- [SELECTED TEXT]
— Begin —

You are going to produce a service blueprint for your project. Specifically, you are going to design this for the two personas that you created earlier. These are the stages involved:

  • Get prepared - you will need Sharpie pens, different coloured post-it notes (mainly square, some rectangular). Also download the template recommended in the video and print this off together with examples of other service blueprints - google for these. Find yourself a large area of blank wall that won’t be disturbed for at least a day.
  • Define your user journey - begin by marking out your user journey using post its on the wall. Get your headers up first (Aware, Join, etc) and define what the person using your project is doing, experiencing, trying to do and/or feeling. This is the spine of your blueprint. Take time to get this right.
  • Work down the rows - using the spine as your guide, complete each row working downwards (Touchpoints, Service/Process, etc) and across from left to right.
  • Add detail - once all the rows are complete, go back and add in any necessary detail, such as information flows, time, technology, bought in services, etc.
  • Record and refine - you should always photograph a detailed blueprint, particularly if you have invested time in producing it. You could also copy it into a spreadsheet to share it more easily.

— End —

- [MATERIAL]
— Begin —

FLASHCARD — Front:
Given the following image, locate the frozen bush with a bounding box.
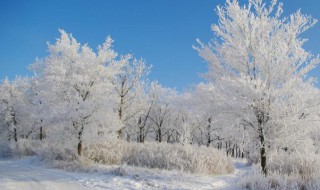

— End —

- [REQUIREMENTS]
A. Name the stages the service blueprint text lists, in the order given.
B. Continue the service blueprint text from where it stops.

- [ANSWERS TO EACH TASK]
A.
Get prepared
Define your user journey
Work down the rows
Add detail
Record and refine

B.
Next, get some feedback on this Blueprint. Ideally we would secure feedback from those we are designing for, but in this case it is fine to involve a couple of work colleagues or friends. Talk them through what you have done, show them the blueprint and invite them to give comments and suggestions. Ensure that you record their comments appropriately.

Once you have done this, share your thoughts on your blog.


Leadership

In this final section of the module we are going to leave you with some strategic and leadership views of User Experience design.

We are going to hear from two design leaders. Pictured above is Louise Downe, Head of Design for the UK Government. But first we will hear from John Maeda former President of the Rhode Island School of Design on how art, technology and design inform creative leaders.


As he says, technology makes possibilities, design makes solutions, art makes questions and leadership makes actions. What is your view of his argument? Does it change your idea about the role of creative practice in how organisations are run and led?

Next, read this short interview with Louise Downe. In this interview, Louise demonstrates how design can provide a leadership role within government through promoting these five principles:

  1. "Build verbs not nouns"
  2. UX helps everyone
  3. Match the way your user thinks, not your organisation
  4. "Empower the network"
  5. Everyone is a UX designer

As organisations and governments are finding out the world over, User Experience Design is a fundamental way of understanding the needs and preferences of those people who we serve or seek to help. It provides us with tools and methods to get closer to users, and ensure that we design services and products that provide positive, appropriate experiences.